What to produce:
Identify every line in the rows below that contains the word "bench". Copy each of those lines.

═══ Record excerpts ═══

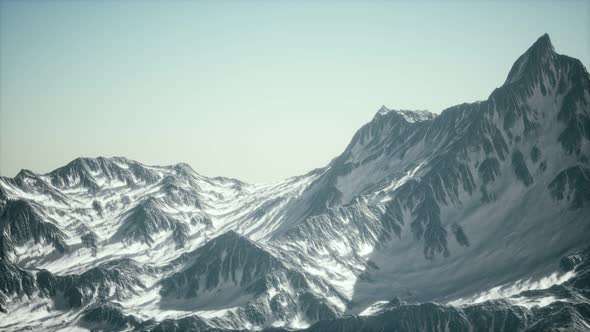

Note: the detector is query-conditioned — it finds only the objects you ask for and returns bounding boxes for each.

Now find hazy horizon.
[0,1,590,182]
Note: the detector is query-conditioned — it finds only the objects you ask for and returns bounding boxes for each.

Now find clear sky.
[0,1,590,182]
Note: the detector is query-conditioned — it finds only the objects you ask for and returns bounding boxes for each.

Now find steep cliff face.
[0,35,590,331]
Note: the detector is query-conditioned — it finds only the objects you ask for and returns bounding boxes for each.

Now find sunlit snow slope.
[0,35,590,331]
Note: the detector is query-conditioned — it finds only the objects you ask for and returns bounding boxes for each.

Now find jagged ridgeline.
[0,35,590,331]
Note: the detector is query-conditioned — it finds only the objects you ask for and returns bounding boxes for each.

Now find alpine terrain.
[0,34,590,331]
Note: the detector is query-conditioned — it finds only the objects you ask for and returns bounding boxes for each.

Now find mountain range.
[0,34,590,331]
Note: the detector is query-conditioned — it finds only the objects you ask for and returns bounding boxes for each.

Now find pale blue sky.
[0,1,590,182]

═══
═══ Record excerpts ═══

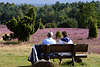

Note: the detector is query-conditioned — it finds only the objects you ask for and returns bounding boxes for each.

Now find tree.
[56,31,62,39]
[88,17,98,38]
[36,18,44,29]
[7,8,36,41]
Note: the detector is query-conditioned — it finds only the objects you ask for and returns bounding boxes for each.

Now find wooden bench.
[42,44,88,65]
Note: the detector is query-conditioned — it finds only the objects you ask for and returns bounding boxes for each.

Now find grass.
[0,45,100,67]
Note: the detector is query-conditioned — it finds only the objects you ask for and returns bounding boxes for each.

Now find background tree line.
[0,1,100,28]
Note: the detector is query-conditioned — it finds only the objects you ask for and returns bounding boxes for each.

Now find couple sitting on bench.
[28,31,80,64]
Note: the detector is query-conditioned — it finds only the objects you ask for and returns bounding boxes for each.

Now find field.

═══

In response:
Now find wooden bench.
Now find couple sitting on bench.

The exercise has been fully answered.